#### EXERCISE TASK
From the Battle of Olustee account below, list every military officer named with a rank, giving each rank and name in the account's spelling.

*** DOCUMENT EXCERPT ***

As I Saw and Remember the Battle of
Olustee, Which Was Fought
February 20, 1863


Lawrence Jackson
Company C, 2nd Florida Cavalry

Gainesville, Fla.
January 17, 1929

[Editor's note: This account was written by Lawrence Jackson 65 years after the battle. As such there are a number of inaccuracies, beginning with the date of the battle which Mr. Jackson has off by an entire year. I have reproduced the account exactly as it was written by Mr. Jackson, including spelling errors, and given to me by James M. Gray. Text in brackets [example] was added by myself to assist the reader in understanding the narrative and not to change it. - Thomas R. Fasulo]

Lawrence Jackson's narrative begins...

I think about February 17, 1863, Company C [2nd Florida Cavalry] was camped at Palatka. As the entire Regiment was scattered at different places over the State, our Captain W.E. Chambers, received orders to report at once at Lake City to General Finigen, who was in command of the Florida Confederate forces, as General Seamors, a Yankee general, had landed at Jacksonville, Florida, with an Army of 40,000 men, and was marching to Tallahassee; was going to capture and coerce Florida and whip back into the Union the State. At that time we had in Florida only ten companies, and only about 800 strong, and Major Bird's Battalion of Infantry, which was only 400 strong. That was all the Military forces in Florida at that time.

Bird's Battalion with about three companies of 2nd Florida Cavalry, skirmished with Seamore's army all the way from Jacksonville to Olustee, and held them back until reenforcements could be brought from Georgia. General Colquitt's Brigade of about 3000 man and Col. Anderson's 5th Regiment of Georgia Cavalry were all the reenforcements that could be got to stop the march of Seamore's Army to Tallahassee, as on our way to Lake City we had only Company C, about 75 available men. At Gainesville we met a company of Yankee Cavalry [N.Y. Tribune newspaper article?], about 100 men. As it was unexpected, we had a short scrap with them and put them to flight. They all got away except a few prisoners. We lost one man, killed, and two wounded. This scrap delayed us about one day and night.

*** DATA EXTRACT ***

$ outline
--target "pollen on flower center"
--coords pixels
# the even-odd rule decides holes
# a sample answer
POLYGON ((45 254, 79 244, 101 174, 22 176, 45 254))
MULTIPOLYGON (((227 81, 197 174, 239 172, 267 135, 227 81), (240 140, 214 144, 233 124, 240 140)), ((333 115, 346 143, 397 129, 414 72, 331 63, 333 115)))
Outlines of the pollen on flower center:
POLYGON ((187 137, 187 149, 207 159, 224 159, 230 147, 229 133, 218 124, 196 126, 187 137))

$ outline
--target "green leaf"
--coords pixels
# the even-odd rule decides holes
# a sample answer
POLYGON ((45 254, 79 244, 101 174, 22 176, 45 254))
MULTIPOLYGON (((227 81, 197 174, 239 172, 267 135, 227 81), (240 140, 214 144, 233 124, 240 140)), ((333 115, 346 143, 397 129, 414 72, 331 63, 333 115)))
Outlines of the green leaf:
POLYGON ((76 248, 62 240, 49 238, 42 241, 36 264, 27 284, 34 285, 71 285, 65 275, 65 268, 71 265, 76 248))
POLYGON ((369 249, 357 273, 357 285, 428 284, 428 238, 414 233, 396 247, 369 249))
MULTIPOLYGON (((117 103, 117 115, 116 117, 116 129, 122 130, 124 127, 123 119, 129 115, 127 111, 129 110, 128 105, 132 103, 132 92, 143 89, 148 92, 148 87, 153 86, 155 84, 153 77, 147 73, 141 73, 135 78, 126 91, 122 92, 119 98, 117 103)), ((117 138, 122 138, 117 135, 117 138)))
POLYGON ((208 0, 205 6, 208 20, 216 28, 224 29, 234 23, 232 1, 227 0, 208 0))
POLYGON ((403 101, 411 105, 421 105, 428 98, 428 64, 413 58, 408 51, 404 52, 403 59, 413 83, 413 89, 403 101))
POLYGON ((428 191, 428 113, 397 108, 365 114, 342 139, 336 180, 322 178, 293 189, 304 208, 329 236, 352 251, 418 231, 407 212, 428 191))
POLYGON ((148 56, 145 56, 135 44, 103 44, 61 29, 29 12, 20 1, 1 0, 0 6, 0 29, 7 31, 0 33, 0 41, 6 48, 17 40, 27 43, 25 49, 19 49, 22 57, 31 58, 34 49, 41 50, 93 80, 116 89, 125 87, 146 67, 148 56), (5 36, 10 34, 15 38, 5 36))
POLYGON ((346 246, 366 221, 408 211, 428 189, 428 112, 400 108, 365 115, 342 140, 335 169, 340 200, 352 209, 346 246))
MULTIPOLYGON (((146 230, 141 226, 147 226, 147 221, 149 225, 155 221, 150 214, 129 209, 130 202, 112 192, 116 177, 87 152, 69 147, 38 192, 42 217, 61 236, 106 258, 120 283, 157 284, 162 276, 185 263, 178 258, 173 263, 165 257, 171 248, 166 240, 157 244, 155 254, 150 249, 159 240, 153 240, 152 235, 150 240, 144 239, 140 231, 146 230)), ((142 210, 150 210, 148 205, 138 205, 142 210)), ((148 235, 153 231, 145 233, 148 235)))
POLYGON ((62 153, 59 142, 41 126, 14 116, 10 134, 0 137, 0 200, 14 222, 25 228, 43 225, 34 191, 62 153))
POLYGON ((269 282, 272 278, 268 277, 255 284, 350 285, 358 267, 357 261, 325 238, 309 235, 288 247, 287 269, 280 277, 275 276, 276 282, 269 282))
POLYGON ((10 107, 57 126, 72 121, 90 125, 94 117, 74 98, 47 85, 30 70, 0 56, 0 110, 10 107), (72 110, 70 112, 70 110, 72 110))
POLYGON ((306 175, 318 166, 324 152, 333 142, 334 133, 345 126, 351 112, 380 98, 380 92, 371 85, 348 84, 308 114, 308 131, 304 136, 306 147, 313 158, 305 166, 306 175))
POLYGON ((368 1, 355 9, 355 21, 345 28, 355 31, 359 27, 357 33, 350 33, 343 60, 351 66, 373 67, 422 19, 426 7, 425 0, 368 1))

***
*** DATA EXTRACT ***

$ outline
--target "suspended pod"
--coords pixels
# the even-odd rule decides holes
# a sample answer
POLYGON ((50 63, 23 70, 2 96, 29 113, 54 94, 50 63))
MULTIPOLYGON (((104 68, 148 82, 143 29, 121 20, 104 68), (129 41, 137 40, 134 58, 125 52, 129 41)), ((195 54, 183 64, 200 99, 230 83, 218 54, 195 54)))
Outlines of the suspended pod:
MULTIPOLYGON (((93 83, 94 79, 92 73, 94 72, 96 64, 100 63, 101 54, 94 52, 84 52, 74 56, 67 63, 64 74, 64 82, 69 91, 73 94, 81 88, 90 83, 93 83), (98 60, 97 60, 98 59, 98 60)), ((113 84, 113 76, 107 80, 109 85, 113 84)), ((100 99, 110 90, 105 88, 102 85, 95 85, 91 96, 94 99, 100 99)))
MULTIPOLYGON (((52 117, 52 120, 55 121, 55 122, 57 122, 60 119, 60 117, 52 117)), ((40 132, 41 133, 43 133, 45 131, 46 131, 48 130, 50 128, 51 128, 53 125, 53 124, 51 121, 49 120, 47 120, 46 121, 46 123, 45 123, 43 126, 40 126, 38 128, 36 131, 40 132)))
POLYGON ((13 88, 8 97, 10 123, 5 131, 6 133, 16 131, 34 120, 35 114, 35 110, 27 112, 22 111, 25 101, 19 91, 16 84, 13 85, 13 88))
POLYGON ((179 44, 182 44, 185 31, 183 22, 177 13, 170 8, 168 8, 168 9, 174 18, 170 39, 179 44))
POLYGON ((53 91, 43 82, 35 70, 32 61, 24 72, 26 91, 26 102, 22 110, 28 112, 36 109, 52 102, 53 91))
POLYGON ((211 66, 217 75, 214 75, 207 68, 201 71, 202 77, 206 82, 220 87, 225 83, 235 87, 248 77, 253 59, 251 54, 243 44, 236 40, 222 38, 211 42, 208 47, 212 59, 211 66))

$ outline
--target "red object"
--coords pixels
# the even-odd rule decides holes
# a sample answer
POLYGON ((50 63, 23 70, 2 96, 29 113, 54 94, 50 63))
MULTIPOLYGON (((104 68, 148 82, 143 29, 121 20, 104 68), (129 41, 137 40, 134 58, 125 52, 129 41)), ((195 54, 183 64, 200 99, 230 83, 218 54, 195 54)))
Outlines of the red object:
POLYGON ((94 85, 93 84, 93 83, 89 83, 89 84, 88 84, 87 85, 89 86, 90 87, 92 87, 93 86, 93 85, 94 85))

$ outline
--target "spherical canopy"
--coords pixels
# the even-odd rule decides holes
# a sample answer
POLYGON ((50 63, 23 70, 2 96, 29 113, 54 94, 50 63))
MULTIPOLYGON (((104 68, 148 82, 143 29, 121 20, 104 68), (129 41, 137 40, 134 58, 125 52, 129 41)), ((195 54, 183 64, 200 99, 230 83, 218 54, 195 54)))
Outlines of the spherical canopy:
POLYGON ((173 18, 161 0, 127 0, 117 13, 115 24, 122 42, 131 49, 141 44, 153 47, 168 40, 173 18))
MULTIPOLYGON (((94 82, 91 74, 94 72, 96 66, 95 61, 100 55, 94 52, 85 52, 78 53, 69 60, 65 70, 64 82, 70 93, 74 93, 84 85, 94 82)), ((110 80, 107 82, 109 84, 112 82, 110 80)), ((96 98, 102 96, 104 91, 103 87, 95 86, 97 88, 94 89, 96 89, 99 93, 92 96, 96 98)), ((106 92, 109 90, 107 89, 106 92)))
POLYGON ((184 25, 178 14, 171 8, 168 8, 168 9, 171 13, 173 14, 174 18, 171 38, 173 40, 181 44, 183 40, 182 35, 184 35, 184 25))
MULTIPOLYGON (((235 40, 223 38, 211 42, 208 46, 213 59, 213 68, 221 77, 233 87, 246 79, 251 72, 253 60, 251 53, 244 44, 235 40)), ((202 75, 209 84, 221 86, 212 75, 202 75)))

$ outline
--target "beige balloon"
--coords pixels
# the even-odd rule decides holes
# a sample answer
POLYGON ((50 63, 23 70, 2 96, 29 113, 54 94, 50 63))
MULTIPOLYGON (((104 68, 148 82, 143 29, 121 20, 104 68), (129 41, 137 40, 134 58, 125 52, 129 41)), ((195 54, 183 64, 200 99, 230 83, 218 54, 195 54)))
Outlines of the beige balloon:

***
*** DATA EXTRACT ***

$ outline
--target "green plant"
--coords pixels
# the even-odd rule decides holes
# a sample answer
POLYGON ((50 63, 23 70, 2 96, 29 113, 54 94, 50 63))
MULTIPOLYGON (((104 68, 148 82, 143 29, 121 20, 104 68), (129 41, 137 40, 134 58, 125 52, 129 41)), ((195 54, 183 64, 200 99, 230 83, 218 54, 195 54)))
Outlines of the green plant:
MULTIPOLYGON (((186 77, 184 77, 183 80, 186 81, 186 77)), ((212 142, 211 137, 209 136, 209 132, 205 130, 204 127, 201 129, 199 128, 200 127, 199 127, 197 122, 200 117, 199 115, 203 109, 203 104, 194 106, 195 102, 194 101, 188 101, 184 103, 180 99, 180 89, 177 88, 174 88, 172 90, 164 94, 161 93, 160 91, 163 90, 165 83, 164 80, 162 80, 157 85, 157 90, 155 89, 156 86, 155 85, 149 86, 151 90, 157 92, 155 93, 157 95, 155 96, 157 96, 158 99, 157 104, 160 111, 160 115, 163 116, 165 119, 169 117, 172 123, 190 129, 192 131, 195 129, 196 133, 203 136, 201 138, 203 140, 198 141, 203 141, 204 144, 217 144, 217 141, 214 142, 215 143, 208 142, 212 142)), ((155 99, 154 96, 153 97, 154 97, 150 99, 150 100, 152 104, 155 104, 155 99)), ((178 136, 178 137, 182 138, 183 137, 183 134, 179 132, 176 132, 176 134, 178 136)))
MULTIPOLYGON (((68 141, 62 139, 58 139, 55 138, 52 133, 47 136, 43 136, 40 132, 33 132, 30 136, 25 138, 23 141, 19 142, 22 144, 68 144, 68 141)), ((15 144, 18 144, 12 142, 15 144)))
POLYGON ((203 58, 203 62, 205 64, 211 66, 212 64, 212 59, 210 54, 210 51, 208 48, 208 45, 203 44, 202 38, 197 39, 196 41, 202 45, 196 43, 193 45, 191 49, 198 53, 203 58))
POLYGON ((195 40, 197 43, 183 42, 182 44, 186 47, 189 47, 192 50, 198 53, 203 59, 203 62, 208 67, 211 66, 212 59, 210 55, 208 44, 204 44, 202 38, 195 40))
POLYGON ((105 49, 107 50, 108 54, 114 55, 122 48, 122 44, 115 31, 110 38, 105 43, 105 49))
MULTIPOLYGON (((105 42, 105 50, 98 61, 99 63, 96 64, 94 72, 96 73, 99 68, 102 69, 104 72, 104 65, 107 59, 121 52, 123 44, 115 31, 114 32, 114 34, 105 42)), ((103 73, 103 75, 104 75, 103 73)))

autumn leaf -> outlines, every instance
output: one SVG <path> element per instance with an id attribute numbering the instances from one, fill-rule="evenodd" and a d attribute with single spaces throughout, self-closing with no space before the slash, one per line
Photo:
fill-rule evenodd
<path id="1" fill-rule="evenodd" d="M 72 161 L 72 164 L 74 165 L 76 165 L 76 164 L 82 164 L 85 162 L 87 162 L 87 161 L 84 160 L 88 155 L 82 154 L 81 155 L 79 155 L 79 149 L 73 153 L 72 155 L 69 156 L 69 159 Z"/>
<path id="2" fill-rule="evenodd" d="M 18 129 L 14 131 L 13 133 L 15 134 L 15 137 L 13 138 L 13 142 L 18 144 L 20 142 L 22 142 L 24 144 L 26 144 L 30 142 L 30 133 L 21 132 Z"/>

***

#### COMPLETED EXERCISE
Captain W.E. Chambers
General Finigen
General Seamors
Major Bird
General Colquitt
Col. Anderson